Aim of the task: Return every entry exactly, except for any pictures.

START Data for this exercise

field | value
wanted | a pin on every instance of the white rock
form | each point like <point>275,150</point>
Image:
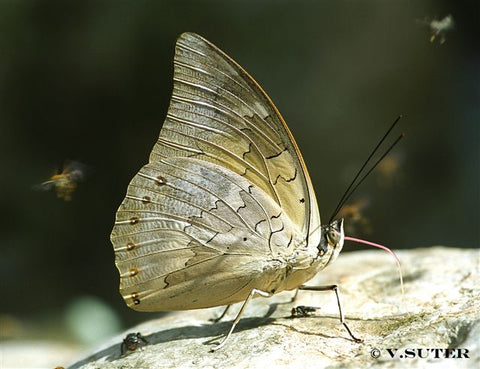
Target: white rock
<point>440,309</point>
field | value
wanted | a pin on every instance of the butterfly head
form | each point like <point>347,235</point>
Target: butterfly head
<point>332,239</point>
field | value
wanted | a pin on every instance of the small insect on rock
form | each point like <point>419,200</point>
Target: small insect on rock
<point>225,209</point>
<point>132,342</point>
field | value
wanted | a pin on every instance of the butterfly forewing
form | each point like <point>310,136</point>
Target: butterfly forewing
<point>224,194</point>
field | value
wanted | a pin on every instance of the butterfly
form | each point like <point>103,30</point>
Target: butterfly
<point>225,209</point>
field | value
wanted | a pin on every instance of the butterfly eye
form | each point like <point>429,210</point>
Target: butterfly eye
<point>333,237</point>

END Data for this exercise

Your solution:
field | value
wanted | a pin on every instance of the white rock
form | each point like <point>275,150</point>
Image:
Target: white rock
<point>440,309</point>
field | value
wanted | a pin on every instance of the butterfly head
form | each point like <point>347,235</point>
Target: butterfly head
<point>332,239</point>
field | value
wanted | a pin on every instance of the small insect on rock
form | each point like <point>419,200</point>
Target: small insect on rock
<point>225,209</point>
<point>132,342</point>
field | value
wanted | a pin on every instance of the butterfly forewing
form | each point like <point>310,136</point>
Target: butterfly forewing
<point>224,194</point>
field | value
wanted | a pin on every instance of the butterfly
form | each point like <point>103,30</point>
Target: butterfly
<point>225,209</point>
field | value
wanted | a pin on every instance of the butterfly eye
form | each point like <point>429,210</point>
Target: butterfly eye
<point>333,237</point>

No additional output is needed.